*WRITTEN REQUEST*
Copy all of the data below word for word, leaving the pictures out.

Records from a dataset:
▼

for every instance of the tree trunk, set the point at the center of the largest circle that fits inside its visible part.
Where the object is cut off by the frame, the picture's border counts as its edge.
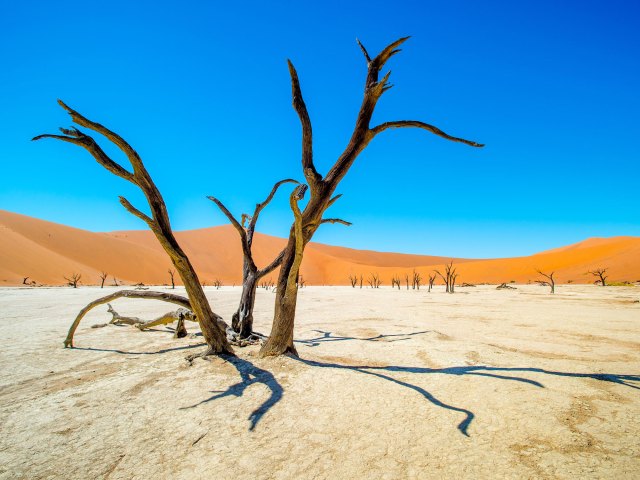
(281, 339)
(242, 320)
(214, 335)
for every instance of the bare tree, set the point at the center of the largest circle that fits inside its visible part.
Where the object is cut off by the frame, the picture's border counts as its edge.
(417, 279)
(323, 188)
(550, 282)
(432, 278)
(600, 273)
(242, 320)
(374, 280)
(73, 280)
(449, 277)
(158, 222)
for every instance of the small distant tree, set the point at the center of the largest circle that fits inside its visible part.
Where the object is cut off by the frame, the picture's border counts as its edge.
(600, 273)
(374, 280)
(432, 278)
(417, 280)
(452, 285)
(550, 282)
(73, 280)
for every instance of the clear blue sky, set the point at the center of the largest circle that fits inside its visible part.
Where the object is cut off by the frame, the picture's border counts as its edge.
(201, 90)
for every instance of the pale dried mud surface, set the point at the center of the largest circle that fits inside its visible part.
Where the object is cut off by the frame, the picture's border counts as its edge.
(389, 384)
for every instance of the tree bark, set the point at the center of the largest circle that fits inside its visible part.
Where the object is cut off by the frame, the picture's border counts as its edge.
(242, 320)
(165, 297)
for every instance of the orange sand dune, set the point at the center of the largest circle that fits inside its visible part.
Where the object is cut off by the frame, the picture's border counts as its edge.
(46, 252)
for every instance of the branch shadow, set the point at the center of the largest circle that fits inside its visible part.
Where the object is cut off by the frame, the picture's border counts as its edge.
(329, 337)
(500, 373)
(249, 375)
(157, 352)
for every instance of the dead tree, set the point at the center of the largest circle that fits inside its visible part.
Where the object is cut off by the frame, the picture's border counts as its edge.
(417, 280)
(374, 280)
(158, 222)
(600, 272)
(432, 278)
(242, 320)
(452, 286)
(323, 188)
(73, 280)
(550, 282)
(449, 277)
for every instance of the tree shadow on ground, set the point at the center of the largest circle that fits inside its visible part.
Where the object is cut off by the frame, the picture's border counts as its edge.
(249, 375)
(157, 352)
(330, 337)
(500, 373)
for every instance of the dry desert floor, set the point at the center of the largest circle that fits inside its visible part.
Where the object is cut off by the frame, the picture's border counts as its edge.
(389, 385)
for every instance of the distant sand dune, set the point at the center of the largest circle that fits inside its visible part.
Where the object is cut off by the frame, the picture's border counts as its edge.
(47, 251)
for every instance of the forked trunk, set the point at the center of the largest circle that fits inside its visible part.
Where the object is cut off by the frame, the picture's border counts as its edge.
(280, 341)
(214, 336)
(242, 320)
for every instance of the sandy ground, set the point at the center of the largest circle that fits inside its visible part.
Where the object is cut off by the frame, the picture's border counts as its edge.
(390, 384)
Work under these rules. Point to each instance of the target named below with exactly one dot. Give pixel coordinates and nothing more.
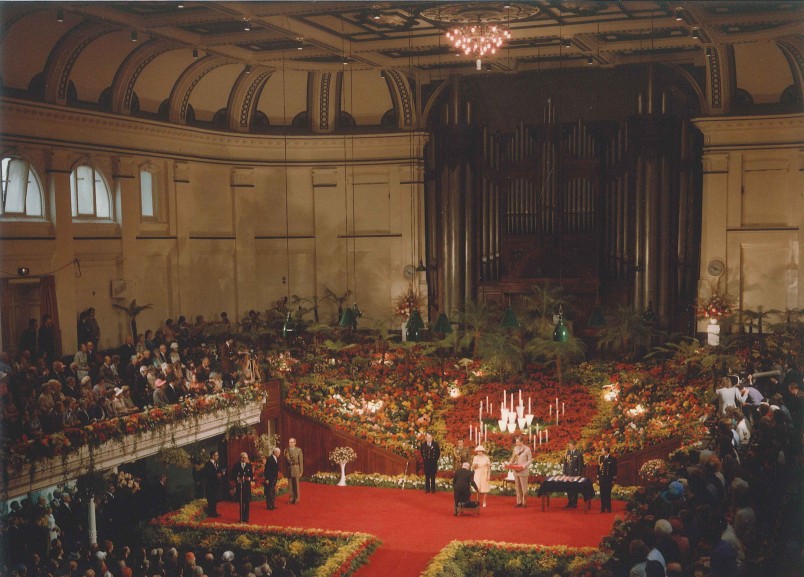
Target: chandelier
(478, 40)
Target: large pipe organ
(610, 210)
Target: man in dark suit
(431, 452)
(573, 467)
(271, 475)
(213, 473)
(606, 475)
(462, 483)
(244, 475)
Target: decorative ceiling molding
(64, 56)
(189, 79)
(130, 70)
(244, 98)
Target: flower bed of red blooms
(393, 404)
(71, 439)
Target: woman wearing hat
(481, 465)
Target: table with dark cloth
(562, 484)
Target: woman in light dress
(481, 465)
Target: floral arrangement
(312, 552)
(406, 303)
(127, 482)
(175, 456)
(502, 559)
(716, 307)
(653, 470)
(27, 450)
(342, 455)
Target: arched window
(22, 193)
(90, 194)
(149, 193)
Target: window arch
(150, 192)
(90, 194)
(21, 189)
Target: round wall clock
(716, 267)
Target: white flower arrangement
(342, 455)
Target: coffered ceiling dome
(321, 66)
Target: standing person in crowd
(606, 475)
(28, 338)
(295, 460)
(521, 459)
(462, 484)
(481, 465)
(431, 452)
(726, 395)
(244, 475)
(94, 327)
(47, 338)
(460, 455)
(271, 476)
(573, 467)
(213, 473)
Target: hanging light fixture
(478, 40)
(414, 325)
(561, 332)
(289, 327)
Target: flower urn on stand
(341, 456)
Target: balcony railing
(32, 465)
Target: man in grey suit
(520, 461)
(295, 460)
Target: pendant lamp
(289, 327)
(561, 332)
(414, 325)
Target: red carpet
(414, 525)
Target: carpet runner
(414, 526)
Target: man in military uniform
(606, 475)
(431, 452)
(295, 460)
(573, 467)
(460, 455)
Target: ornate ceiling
(410, 35)
(243, 66)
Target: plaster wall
(753, 211)
(236, 228)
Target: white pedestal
(713, 333)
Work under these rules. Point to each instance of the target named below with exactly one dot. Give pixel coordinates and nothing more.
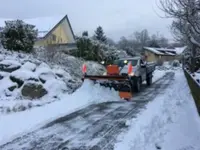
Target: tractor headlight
(131, 74)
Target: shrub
(17, 35)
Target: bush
(94, 50)
(17, 35)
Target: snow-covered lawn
(56, 79)
(18, 123)
(197, 76)
(170, 122)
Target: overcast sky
(117, 17)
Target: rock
(61, 73)
(11, 88)
(55, 87)
(9, 65)
(33, 90)
(17, 80)
(29, 66)
(45, 74)
(1, 57)
(8, 86)
(22, 75)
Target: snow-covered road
(94, 127)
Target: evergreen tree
(100, 35)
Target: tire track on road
(96, 126)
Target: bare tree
(186, 24)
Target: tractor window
(122, 63)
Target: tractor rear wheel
(149, 80)
(137, 84)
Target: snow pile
(197, 76)
(170, 122)
(21, 122)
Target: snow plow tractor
(124, 75)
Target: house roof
(179, 50)
(44, 24)
(161, 51)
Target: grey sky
(117, 17)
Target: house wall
(151, 57)
(60, 35)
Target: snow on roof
(169, 53)
(154, 50)
(161, 51)
(165, 49)
(179, 50)
(43, 24)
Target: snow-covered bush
(175, 63)
(90, 49)
(17, 35)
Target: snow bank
(196, 77)
(59, 77)
(14, 124)
(170, 122)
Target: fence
(195, 89)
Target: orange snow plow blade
(113, 79)
(125, 95)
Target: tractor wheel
(137, 85)
(149, 80)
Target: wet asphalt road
(95, 127)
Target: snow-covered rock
(6, 84)
(33, 90)
(29, 66)
(9, 65)
(22, 75)
(55, 87)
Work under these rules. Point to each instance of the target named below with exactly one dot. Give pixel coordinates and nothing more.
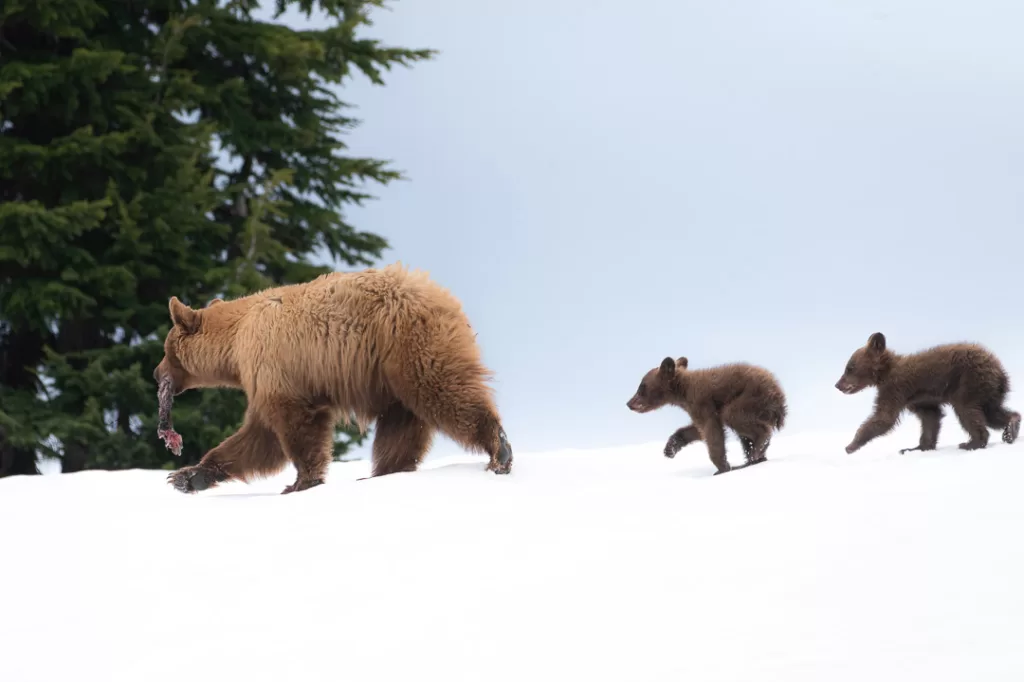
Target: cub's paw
(1013, 430)
(499, 468)
(190, 479)
(501, 463)
(302, 484)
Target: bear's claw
(502, 462)
(1012, 430)
(302, 485)
(193, 479)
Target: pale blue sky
(730, 180)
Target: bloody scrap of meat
(165, 429)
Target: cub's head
(184, 360)
(657, 386)
(865, 366)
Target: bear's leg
(480, 430)
(998, 417)
(305, 433)
(680, 439)
(931, 421)
(973, 420)
(401, 441)
(714, 436)
(451, 397)
(753, 433)
(250, 452)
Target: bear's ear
(182, 315)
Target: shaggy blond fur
(383, 344)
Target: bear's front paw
(190, 479)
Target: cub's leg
(714, 437)
(754, 433)
(680, 439)
(972, 418)
(401, 441)
(931, 421)
(251, 452)
(998, 417)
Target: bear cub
(963, 375)
(744, 397)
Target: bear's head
(657, 386)
(865, 366)
(189, 360)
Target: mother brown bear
(383, 344)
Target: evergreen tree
(113, 201)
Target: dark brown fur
(744, 397)
(384, 344)
(966, 376)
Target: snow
(611, 564)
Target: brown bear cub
(963, 375)
(383, 344)
(747, 398)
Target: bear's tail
(779, 416)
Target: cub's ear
(182, 315)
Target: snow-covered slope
(615, 564)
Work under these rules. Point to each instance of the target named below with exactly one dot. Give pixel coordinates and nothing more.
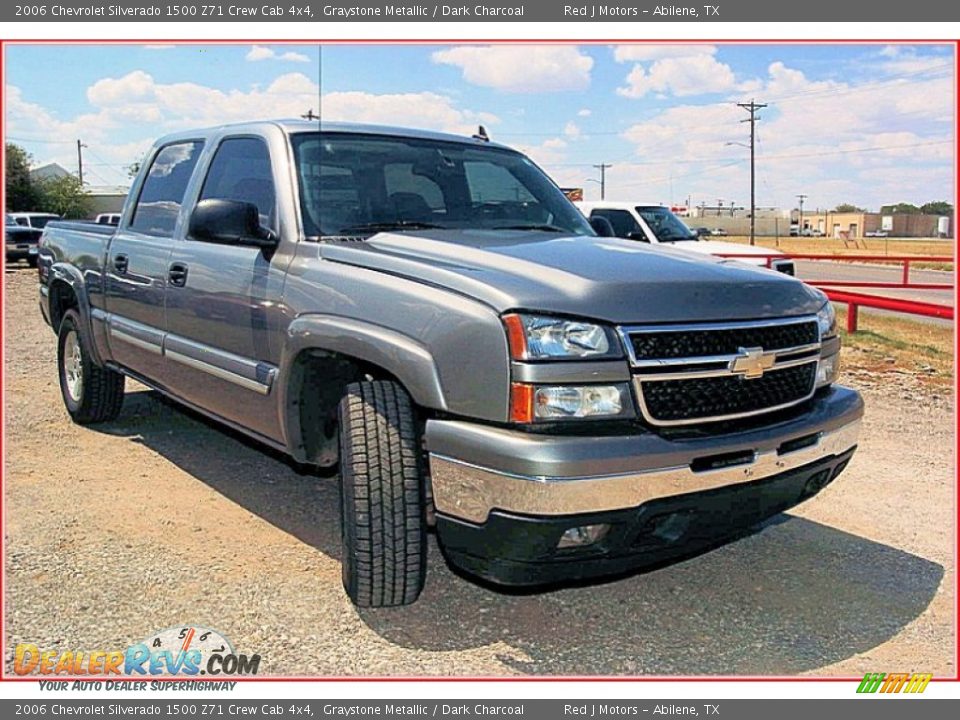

▲

*WRITTEN SOLUTION*
for every instance of the tree trunk, set the point at the center of the largest circle that fits inside its visible part.
Where the object is cut off by the frame, the picture's border counts as its edge.
(281, 339)
(242, 320)
(214, 335)
for every instance of the bare tree, set the point at the center of the largest circle that fits inside its visible part.
Where the object is cut off by the frame, the picture's border counts as its edge.
(417, 279)
(323, 188)
(550, 282)
(432, 278)
(600, 273)
(242, 320)
(374, 280)
(73, 280)
(449, 277)
(158, 222)
for every instance of the small distant tree, set the point at the center of the largest circle that fits inside its visible part.
Where the object is cut off by the frame, the picture's border counts as its edge.
(600, 273)
(374, 280)
(432, 278)
(417, 280)
(452, 285)
(550, 282)
(73, 280)
for every instance of the clear blue sky, set the point at the center of the largest circle that fits inside its visible part.
Where the object is cut off by the frame, the picture's border counts as its edge.
(201, 90)
for every instance of the pale dried mud surface, set the point at the center of the largest circle that fits inside its visible part.
Where the object is cut off by the frame, the picture's border counts as its edge.
(389, 384)
for every instance of the tree bark, set the point at the center of the largest circle that fits inside its visible part.
Where the object is cut off by the frame, the picture's border counts as its edge.
(242, 320)
(165, 297)
for every instance of the orange sand dune, set the point at the center of the largest circle that fits inside its visible part.
Where the object is cut off by the frame, the picture's border counts as its edge.
(46, 252)
for every instance of the branch shadow, set the point at the center of the largest circle that fits inside its visible part.
Where the object is cut off by the frame, the picture's border counts as its edge.
(329, 337)
(500, 373)
(249, 375)
(157, 352)
for every instance of the dead tree, set the point at the center of the largest circle that fits inside its visible part.
Where the object is cut off by the frame, the picture's border counts as its edge.
(417, 280)
(374, 280)
(158, 222)
(600, 272)
(432, 278)
(242, 320)
(452, 286)
(323, 188)
(73, 280)
(550, 282)
(449, 277)
for every instance of the tree shadow on ground, set the point at the center of the largest circle that fits inside its visible part.
Where the object is cut off by the frame, the picture's border counts as its edge.
(249, 375)
(157, 352)
(330, 337)
(500, 373)
for every instance of the dry desert floor, set the point at the center of the largest circle that fits inside its visible part.
Where the object is cut off by the frame, the picture's border counts as its edge.
(389, 385)
for every instance of the distant sand dune, set the point at the center of the largest circle that fits inside its visible part.
Where the object is cut off by the frame, the picture's border counts as its edge.
(47, 251)
for every instance of the forked trunk, set the point at the center of the largest circle that fits inside its visible part.
Where the object is cut off by the frame, the picture's border counts as its edge.
(280, 341)
(214, 336)
(242, 320)
for every instance of the sandy ground, set the point at the center of the largest circle that fits inside its visible part.
Where the object is cut off by the frame, the picture's border counts as its edge.
(390, 384)
Work under these rules. Point to each instance of the target named below with exactly one dot. Give pixel coordinates and nothing more.
Target: chandelier
(478, 40)
Target: large pipe organ
(610, 210)
Target: man in dark suit
(431, 452)
(573, 467)
(271, 475)
(213, 473)
(606, 475)
(462, 483)
(244, 475)
Target: decorative ceiling molding
(64, 56)
(189, 79)
(130, 70)
(244, 98)
Target: flower bed of red blooms
(393, 404)
(71, 439)
Target: woman wearing hat
(481, 465)
Target: table with dark cloth
(562, 484)
Target: woman in light dress
(481, 465)
Target: floral arrangement
(312, 552)
(406, 303)
(127, 482)
(175, 456)
(502, 559)
(716, 307)
(653, 470)
(27, 450)
(342, 455)
Target: arched window
(22, 193)
(90, 194)
(149, 193)
Target: window arch
(150, 192)
(90, 194)
(21, 189)
Target: round wall clock
(716, 267)
Target: white flower arrangement
(342, 455)
Target: coffered ceiling dome
(321, 66)
Target: standing person in crowd
(606, 475)
(28, 338)
(295, 460)
(521, 459)
(462, 484)
(481, 465)
(431, 452)
(726, 395)
(244, 475)
(94, 327)
(47, 338)
(460, 455)
(271, 476)
(573, 467)
(213, 473)
Target: hanging light fixture
(478, 40)
(414, 325)
(561, 332)
(289, 327)
Target: flower urn on stand
(341, 456)
Target: balcony railing
(32, 465)
Target: man in grey suit
(520, 461)
(295, 460)
Target: pendant lamp
(289, 327)
(561, 332)
(414, 325)
Target: red carpet
(414, 525)
Target: carpet runner
(414, 526)
Target: man in military uniform
(606, 475)
(431, 452)
(295, 460)
(573, 467)
(460, 455)
Target: ornate ceiling
(410, 35)
(243, 66)
Target: plaster wall
(753, 211)
(236, 228)
Target: white pedestal
(713, 333)
Work under these rules. Point to each instance of the target named below with exactly one dot. Give pixel coordinates and nothing more.
Target: tractor headlight
(131, 74)
Target: shrub
(17, 35)
Target: bush
(94, 50)
(17, 35)
Target: snow-covered lawn
(56, 79)
(18, 123)
(197, 76)
(170, 122)
Target: overcast sky
(117, 17)
Target: rock
(61, 73)
(11, 88)
(55, 87)
(9, 65)
(33, 90)
(17, 80)
(29, 66)
(45, 74)
(1, 57)
(8, 86)
(22, 75)
Target: snow-covered road
(94, 127)
Target: evergreen tree
(100, 35)
Target: tire track on road
(96, 126)
Target: bare tree
(186, 24)
Target: tractor window
(122, 63)
Target: tractor rear wheel
(149, 80)
(137, 84)
Target: snow pile
(197, 76)
(170, 122)
(21, 122)
Target: snow plow tractor
(124, 75)
Target: house roof
(179, 50)
(44, 24)
(161, 51)
Target: grey sky
(117, 17)
Target: house wall
(151, 57)
(60, 35)
Target: snow on roof
(169, 53)
(154, 50)
(161, 51)
(165, 49)
(179, 50)
(43, 24)
Target: snow-covered bush
(175, 63)
(90, 49)
(17, 35)
Target: snow bank
(196, 77)
(59, 77)
(14, 124)
(170, 122)
Target: fence
(195, 89)
Target: orange snow plow blade
(113, 79)
(125, 95)
Target: tractor wheel
(137, 85)
(149, 80)
Target: wet asphalt road
(95, 127)
Target: snow-covered rock
(6, 84)
(33, 90)
(29, 66)
(9, 65)
(22, 75)
(55, 87)
Work under these rules. Point to each instance of the target named below with exactly one dot. Give pixel coordinates and nothing more.
Target: cub's paw
(1013, 430)
(499, 468)
(190, 479)
(501, 463)
(302, 484)
Target: bear's claw
(502, 462)
(1012, 430)
(302, 485)
(193, 479)
Target: pale blue sky
(730, 180)
Target: bloody scrap of meat
(165, 429)
Target: cub's head
(184, 360)
(657, 386)
(865, 366)
Target: bear's leg
(480, 430)
(998, 417)
(305, 433)
(680, 439)
(931, 421)
(973, 420)
(401, 441)
(714, 436)
(451, 397)
(753, 433)
(250, 452)
Target: bear's ear
(182, 315)
Target: shaggy blond fur
(383, 344)
Target: bear's front paw
(190, 479)
Target: cub's leg
(714, 437)
(754, 433)
(680, 439)
(972, 418)
(401, 441)
(931, 421)
(251, 452)
(998, 417)
Target: bear cub
(963, 375)
(744, 397)
Target: bear's head
(657, 386)
(865, 366)
(189, 360)
Target: mother brown bear
(383, 344)
Target: evergreen tree
(113, 201)
Target: dark brown fur
(744, 397)
(384, 344)
(966, 376)
Target: snow
(611, 564)
Target: brown bear cub
(963, 375)
(383, 344)
(747, 398)
Target: bear's tail
(779, 416)
Target: cub's ear
(182, 315)
Target: snow-covered slope
(615, 564)
Work under these rules. Point to each instance of the target named below with exactly one dot. Give pixel coordinates and nothing more.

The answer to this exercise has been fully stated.